'''
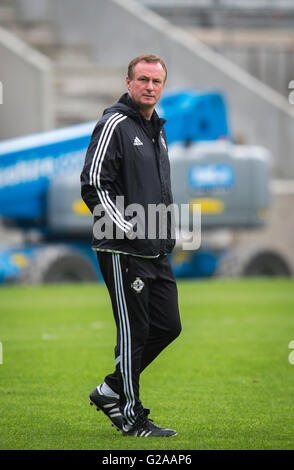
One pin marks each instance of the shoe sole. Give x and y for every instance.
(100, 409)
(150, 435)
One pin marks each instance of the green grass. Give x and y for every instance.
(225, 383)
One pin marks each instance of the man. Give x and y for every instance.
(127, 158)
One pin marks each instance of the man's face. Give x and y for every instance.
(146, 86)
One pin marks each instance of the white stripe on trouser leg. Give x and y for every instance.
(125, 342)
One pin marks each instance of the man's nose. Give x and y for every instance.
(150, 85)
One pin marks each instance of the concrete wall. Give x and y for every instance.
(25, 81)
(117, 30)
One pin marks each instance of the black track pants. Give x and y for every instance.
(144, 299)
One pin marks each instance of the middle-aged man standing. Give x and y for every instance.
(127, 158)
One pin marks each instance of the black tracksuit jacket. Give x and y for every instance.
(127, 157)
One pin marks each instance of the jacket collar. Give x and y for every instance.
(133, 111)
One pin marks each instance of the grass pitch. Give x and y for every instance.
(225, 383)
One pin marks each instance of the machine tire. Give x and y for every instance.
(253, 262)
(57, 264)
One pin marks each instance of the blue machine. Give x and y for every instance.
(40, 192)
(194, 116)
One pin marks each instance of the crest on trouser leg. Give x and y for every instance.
'''
Your objective
Could the lines above be copied out exactly, with no image carried over?

Solved problem
One pin marks each instance of the shoe sole. Give x and y for every instance.
(100, 409)
(150, 435)
One pin marks each instance of the green grass. Give x and y for every instance.
(225, 383)
One pin marks each instance of the man. Give x and y for every instance.
(127, 158)
One pin marks each instance of the man's face. Give x and y for every instance.
(146, 86)
One pin marks each instance of the white stripe on trouser leg. Give x and y for every instance.
(125, 342)
One pin marks each instance of the man's nose. Give x and y for every instance.
(150, 85)
One pin marks each instance of the concrete wall. Give x and y for every instance.
(25, 81)
(117, 30)
One pin marks each instance of the black track pants. Give x and y for every instance.
(144, 299)
One pin marks each instance of the middle-aged man standing. Give x and y for every instance.
(127, 158)
One pin marks each instance of the black tracksuit jacket. Give x and y for every instance.
(127, 157)
One pin marks each instance of the jacket collar. Give x and y for every instance.
(133, 111)
One pin marks each instance of the grass pitch. Give x and y for every instance.
(225, 383)
One pin marks each instance of the machine tire. Give x and y for every instance.
(253, 262)
(57, 264)
One pin marks each instance of the blue machine. Give x and y for every instance.
(40, 192)
(194, 116)
One pin marks each instance of the crest on trouser leg. Give x and y for every instance.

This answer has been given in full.